++++ Extract provided
Pub Date: Aug. 1st, 2008
ISBN: 978-0-06-089255-5
Publisher: Morrow/HarperCollins

Lackluster thriller follows a racially integrated Navy crew as it plies the Pacific during World War II.

Culhane (Black Hats, 2007), pseudonym for novelist-screenwriter-filmmaker Max Allen Collins, launches his predictable yarn with characters out of a dusty yearbook: Peter Maxwell, captain of the football team, and his sweetheart, Kay, head cheerleader, who has a “bubbly personality,” “fresh good looks” and a “Betty Grable figure that made a war worth fighting.” High-school prom king and queen, they make out at Miller’s Grove, Kay’s lips “a dab of Technicolor.” More clichés ensue. When war disrupts their Iowa idyll, Pete enlists in the Navy, where he links up with three from Central Casting: a Harvard WASP, a Jewish joke smith and a night-school engineering graduate of “mixed heritage,” “curly black hair” and “muscles on his muscles.” Eager for action, the quartet volunteers for duty aboard a ship whose cargo is in every way explosive: The USS Liberty Hill hauls ammunition and a crew made up mostly of blacks. A storm at sea, kamikaze attacks and unease among the crew, helmed by a bigoted white captain, threaten to destroy the ship. But Maxwell, who disdains segregation, deftly surmounts tensions. He bonds with seaman Ulysses Grant Washington (aka “Sarge”), a black ex-cop from south Chicago who shares Pete’s love of jazz. When someone slits the throats of the Harvard WASP and one of the black crewmembers, who is gay, Pete and Sarge search out the killer. The final third of the meandering narrative becomes a conventional murder mystery replete with a dark passageway. The men uncover the killer, whose identity and motives are rather apparent from the outset. Years later, Pete and Sarge, gray and paunchy, reunite at Sarge’s middle-class Chicago home with its “well-tended lawn” and “neatly trimmed evergreen bushes.”

Fodder for the bottom half of a 1940s double bill at the Bijou.
++++++++
++++ Material provided
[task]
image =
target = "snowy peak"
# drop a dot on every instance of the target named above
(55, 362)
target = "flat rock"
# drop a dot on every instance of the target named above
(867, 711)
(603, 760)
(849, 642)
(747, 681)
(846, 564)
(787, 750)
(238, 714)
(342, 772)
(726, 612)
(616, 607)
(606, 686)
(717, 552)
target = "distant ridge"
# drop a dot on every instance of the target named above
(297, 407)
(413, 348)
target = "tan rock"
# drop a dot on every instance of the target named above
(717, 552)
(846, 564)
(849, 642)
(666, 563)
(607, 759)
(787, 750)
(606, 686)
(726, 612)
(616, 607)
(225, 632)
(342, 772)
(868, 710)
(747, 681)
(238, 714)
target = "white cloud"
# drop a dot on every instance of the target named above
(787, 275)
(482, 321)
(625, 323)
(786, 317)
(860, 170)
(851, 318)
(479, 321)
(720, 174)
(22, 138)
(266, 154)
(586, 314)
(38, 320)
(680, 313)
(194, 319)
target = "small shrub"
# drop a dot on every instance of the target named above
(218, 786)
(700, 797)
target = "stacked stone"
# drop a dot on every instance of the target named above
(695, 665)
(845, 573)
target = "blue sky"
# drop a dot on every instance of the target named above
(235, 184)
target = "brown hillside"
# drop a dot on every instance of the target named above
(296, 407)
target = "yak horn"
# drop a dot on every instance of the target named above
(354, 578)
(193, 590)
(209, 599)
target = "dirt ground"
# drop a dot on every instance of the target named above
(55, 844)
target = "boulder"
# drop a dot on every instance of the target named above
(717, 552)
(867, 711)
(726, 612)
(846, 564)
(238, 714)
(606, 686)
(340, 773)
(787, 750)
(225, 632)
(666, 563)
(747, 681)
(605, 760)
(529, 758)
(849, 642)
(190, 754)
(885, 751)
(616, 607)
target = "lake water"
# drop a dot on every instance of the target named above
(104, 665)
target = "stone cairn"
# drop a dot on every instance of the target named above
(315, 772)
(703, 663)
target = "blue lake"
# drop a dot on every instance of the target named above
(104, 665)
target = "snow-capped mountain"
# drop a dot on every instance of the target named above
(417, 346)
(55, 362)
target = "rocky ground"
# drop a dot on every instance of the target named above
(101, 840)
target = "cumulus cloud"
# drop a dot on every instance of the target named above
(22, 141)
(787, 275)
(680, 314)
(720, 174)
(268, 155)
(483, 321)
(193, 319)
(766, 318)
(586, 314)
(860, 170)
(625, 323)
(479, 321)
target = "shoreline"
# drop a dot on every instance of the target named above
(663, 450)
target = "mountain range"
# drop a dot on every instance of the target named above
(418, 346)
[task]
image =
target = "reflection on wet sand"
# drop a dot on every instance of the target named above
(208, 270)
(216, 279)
++++++++
- Tasks and exercises -
1. In the review, give the stretch from "Pub Date: Aug." through "World War II." again, switching "Pacific" to "Atlantic".
2. According to the review, whose pseudonym is Culhane?

- Results for each task -
1.
Pub Date: Aug. 1st, 2008
ISBN: 978-0-06-089255-5
Publisher: Morrow/HarperCollins

Lackluster thriller follows a racially integrated Navy crew as it plies the Atlantic during World War II.

2. Novelist-screenwriter-filmmaker Max Allen Collins.